→ **EXTRACT TO READ**

--------

On pins and needles: faith and acupuncture

On pins and needles: faith and acupuncture September 30, 2011

If you visit this blog regularly, you know that I believe in the authority of the Bible as the final voice regarding what God has to say about our world, where it came from, what’s wrong with it, where history is headed, and how humankind can be restored to God.  You know, too, that I believe in the uniqueness and centrality of Christ, and preach that He is indeed, the door, the way, the truth, and the life – the single door through which all must walk for eternal life.  I agree with my most conservative friends on all these things.

But I part ways with those same friends, sometimes, when it comes to an understanding of how we live these things out in the real world.  In my last post, I began a conversation which I’ll continue next week regarding creation, science, and how we read the first chapters of Genesis.  Today, I ponder another challenging issue, namely how Christ followers relate to the cultural practices of non-Christian cultures.  For example, today I visited my friend, the acupuncture doctor, for the 2nd day in a row.  This man, born and raised in China, lives and works very close to the church I pastor and has, in fact, visited a few times in the past.  We became friends, and as a result, I visited him five years ago when I had a stubborn cough that was slow to heal.  After two visits the cough was gone.

And yet, there are Christians who are concerned that somehow, visiting an acupuncture doctor will be spiritually damaging.

Last night, after my first visit to treat this cough, I slept through the night for the first time in nearly three weeks.  This morning I rose, had my coffee with God as usual, felt no disdain for Christ or the centrality of His work on the cross.  The only difference in my spirit this morning, compared with the previous twenty mornings?  I was well rested and hence more alert.

--------

→ **QUESTIONS TO ANSWER**
• a. According to the blog post on faith and acupuncture, how long had the writer gone without sleeping through the night before the first treatment for this cough?
• b. Return the part of the faith and acupuncture post that begins at the words "On pins and needles: faith and acupuncture September" and stops after the words "all these things.".
• c. Resume the blog post on faith and acupuncture, picking up right after its last sentence.
The lines that come next are separate material and have no connection to the blog post above.

→ **EXCERPTED DATA**

--------

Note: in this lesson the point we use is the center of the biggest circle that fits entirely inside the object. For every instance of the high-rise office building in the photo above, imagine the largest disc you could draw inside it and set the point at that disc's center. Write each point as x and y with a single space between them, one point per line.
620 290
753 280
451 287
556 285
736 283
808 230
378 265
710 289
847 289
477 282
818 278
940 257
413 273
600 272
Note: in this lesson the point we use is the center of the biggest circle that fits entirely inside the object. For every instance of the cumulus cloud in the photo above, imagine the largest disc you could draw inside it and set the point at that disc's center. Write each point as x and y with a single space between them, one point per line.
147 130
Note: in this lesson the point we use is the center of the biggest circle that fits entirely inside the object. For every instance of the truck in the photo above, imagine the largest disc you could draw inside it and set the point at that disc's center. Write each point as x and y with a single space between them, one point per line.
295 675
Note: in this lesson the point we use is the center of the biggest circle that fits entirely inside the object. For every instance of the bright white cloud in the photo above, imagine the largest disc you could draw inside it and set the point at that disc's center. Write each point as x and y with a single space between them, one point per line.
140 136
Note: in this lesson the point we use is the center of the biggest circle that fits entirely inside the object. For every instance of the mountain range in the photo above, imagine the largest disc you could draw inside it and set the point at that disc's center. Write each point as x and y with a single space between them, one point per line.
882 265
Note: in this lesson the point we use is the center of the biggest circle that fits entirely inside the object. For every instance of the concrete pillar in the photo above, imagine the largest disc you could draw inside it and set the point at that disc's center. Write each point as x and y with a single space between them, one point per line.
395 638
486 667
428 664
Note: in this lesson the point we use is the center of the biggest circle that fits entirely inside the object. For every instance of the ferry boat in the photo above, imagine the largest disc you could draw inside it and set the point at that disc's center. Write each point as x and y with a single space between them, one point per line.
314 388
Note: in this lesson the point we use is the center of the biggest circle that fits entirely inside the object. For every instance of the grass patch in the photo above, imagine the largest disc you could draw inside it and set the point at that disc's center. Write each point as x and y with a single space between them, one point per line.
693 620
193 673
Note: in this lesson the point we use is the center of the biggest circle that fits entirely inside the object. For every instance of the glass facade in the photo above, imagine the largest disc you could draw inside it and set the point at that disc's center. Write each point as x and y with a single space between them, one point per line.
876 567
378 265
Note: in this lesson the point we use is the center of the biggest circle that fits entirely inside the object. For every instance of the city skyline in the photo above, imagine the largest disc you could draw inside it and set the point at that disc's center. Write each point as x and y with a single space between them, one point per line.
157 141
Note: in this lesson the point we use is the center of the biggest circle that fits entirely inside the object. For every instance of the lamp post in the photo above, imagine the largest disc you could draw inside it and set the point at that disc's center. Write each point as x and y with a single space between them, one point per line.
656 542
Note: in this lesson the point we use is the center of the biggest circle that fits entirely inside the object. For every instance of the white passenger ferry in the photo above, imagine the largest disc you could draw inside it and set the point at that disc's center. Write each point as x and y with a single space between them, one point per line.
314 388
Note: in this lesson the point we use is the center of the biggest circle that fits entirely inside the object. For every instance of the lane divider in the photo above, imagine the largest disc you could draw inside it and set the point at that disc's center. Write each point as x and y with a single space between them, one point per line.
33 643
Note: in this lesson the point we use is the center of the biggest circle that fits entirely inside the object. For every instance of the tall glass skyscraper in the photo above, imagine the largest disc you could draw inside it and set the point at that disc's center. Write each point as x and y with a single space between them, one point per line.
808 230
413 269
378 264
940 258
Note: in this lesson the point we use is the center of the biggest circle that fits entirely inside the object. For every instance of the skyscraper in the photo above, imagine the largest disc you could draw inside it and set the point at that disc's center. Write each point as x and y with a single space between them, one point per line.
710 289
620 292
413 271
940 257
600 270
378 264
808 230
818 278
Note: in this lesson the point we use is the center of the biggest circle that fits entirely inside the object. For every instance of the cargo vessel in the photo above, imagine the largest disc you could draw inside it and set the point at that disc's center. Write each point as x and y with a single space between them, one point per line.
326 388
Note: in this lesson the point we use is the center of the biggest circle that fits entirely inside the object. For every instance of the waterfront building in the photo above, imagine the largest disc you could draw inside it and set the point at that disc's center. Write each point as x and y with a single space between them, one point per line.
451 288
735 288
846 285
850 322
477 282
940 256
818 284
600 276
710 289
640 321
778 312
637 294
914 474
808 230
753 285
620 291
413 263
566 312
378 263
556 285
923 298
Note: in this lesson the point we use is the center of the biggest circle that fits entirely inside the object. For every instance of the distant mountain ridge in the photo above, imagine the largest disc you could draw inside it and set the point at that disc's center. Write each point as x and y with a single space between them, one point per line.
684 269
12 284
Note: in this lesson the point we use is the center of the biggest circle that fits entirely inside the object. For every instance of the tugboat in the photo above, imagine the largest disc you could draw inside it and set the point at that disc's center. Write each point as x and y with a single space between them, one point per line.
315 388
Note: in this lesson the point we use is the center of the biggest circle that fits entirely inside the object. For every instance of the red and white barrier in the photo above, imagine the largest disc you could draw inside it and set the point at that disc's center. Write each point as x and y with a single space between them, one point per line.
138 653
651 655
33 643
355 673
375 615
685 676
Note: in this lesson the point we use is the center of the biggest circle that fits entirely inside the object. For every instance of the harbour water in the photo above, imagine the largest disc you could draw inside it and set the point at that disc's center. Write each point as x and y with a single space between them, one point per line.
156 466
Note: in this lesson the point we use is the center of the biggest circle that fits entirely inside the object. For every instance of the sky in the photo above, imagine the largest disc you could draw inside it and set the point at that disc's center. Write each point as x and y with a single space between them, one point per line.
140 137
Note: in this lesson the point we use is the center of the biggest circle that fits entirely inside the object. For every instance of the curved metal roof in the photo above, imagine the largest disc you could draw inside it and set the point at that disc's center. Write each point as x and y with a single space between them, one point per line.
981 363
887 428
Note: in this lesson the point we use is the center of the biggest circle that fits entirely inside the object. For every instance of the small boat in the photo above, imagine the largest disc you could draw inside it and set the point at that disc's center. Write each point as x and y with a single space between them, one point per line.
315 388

--------

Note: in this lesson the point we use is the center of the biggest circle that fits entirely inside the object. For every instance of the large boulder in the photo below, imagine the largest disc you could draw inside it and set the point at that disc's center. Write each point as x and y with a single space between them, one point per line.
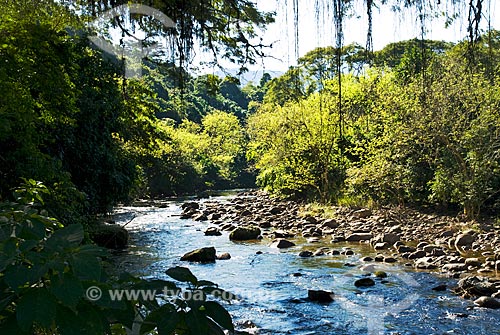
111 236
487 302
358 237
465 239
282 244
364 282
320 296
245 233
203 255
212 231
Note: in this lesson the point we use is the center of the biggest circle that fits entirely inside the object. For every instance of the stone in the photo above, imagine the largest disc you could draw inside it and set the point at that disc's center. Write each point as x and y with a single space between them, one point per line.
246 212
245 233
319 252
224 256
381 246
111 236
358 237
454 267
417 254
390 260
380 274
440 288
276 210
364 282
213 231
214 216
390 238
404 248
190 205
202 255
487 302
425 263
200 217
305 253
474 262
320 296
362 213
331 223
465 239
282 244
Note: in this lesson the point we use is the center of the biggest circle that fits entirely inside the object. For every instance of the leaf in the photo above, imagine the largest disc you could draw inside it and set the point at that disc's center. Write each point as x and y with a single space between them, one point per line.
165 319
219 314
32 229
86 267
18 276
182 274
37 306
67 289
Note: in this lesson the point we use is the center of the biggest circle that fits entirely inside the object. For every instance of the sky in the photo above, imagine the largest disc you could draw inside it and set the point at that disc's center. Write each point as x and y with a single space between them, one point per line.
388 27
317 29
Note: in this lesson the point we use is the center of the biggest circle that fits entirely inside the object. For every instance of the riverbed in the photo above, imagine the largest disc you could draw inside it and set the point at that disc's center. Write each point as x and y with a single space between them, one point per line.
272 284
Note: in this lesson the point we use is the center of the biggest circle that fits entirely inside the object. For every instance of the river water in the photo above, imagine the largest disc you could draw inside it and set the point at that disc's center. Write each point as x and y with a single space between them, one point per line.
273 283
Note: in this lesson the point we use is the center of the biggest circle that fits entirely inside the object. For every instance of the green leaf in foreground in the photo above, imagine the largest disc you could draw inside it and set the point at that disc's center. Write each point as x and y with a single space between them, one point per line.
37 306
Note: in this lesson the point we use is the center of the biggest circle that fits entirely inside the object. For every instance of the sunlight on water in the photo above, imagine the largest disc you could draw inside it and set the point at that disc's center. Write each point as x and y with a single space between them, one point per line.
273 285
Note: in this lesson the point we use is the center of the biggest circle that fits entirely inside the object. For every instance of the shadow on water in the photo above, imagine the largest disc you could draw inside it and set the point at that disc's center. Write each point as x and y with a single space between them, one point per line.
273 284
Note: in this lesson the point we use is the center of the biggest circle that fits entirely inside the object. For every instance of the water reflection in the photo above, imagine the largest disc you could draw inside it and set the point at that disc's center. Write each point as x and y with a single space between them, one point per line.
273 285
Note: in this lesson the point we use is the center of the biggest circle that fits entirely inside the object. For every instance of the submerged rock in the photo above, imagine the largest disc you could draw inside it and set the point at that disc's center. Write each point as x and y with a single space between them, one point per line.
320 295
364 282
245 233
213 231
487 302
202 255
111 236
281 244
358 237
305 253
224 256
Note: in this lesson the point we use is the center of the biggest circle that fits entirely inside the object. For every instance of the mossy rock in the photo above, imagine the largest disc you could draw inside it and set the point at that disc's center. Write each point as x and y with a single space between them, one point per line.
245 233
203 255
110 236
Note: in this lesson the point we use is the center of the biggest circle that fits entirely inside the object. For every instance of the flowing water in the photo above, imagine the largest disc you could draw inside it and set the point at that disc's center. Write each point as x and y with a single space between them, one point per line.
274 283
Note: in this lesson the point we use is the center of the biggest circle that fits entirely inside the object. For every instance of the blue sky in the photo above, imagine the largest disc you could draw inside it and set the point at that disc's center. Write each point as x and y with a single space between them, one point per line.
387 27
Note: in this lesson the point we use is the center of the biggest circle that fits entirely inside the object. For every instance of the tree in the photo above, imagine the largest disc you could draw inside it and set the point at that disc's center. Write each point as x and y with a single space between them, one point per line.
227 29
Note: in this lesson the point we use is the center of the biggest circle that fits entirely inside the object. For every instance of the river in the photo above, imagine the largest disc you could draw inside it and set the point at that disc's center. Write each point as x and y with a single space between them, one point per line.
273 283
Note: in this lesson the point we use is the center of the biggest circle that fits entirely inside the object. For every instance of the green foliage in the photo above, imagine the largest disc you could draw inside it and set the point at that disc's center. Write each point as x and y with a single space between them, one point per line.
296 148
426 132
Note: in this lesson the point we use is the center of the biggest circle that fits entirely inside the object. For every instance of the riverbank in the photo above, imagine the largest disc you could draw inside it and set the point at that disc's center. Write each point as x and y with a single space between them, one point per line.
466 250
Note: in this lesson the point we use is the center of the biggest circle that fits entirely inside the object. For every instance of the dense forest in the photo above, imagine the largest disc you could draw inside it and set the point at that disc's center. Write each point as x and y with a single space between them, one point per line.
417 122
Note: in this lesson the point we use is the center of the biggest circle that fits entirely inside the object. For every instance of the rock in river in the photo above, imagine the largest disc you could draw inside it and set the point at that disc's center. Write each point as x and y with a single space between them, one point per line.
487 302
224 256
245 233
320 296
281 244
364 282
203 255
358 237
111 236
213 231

--------

→ **ANSWERS IN ORDER**
• a. Nearly three weeks.

• b.
On pins and needles: faith and acupuncture September 30, 2011

If you visit this blog regularly, you know that I believe in the authority of the Bible as the final voice regarding what God has to say about our world, where it came from, what’s wrong with it, where history is headed, and how humankind can be restored to God.  You know, too, that I believe in the uniqueness and centrality of Christ, and preach that He is indeed, the door, the way, the truth, and the life – the single door through which all must walk for eternal life.  I agree with my most conservative friends on all these things.

• c.
Discernment is important.  The centrality of Christ is critical and foundational for we who live in His name.  But this is different from presuming that all things western are baptized in God’s goodness, and all things from other places are inherently demonic (consider the length of this list, which blends overtly demonic practices with things like reading the Bible slowly) Over the years I’ve heard people tell me that worship music invoking drums is inherently demonic because animism is an issue in Africa.  I’ve heard people tell me that Yoga (but strangely, not Mixed Martial Arts) is a problem, because of it’s Eastern Origins.  It’s as if Democracy (in its reduction of ‘the best’ to the lowest common will of the people), Capitalism (in its survivalist mentality), Football (with all its violence) are all somehow OK, but things ‘not from USA’ are inherently tainted.  That kind of thinking isn’t discernment; it’s cultural imperialism.

In some cases the problem isn’t the thing, it’s what we bring to it, and what we make of it.  If a Yoga class is stretching for me, and on the inhale I quote Psalm 23:1, continuing to v.2 on the exhale, isn’t that true worship?  If I’m healed from affliction by the use of eastern medicine rather than western medicine, and give thanks to God, who is ultimately the source of all healing, does it matter if the means was needles rather than pharmaceuticals?

My conclusion is that these kinds of things fall into the category of I Corinthians 8, which declares that not everyone has the same kind of liberty to practice these things for various reasons – and as a result, we need to give each other grace and avoid judging, both those who abstain, and those who indulge, recognizing that its neither abstinence nor indulgence that ultimately matters.  What matters is Christ being formed in us – a point I’m eager to preach about this weekend after being silenced by that nasty cough most of last Sunday.

Enjoy your weekend… I’ll enjoy mine better for having been to the doctor.